Provided records:

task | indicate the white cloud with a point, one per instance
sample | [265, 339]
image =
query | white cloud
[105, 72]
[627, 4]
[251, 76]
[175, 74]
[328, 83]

Directions: Rewrite these lines, changing every occurrence of "white cloud" to "gray cloud" and leaving everything else as it is.

In response:
task | indicate the gray cloud with a point, one per instance
sample | [265, 339]
image =
query | gray cloud
[105, 72]
[627, 4]
[251, 76]
[175, 74]
[328, 83]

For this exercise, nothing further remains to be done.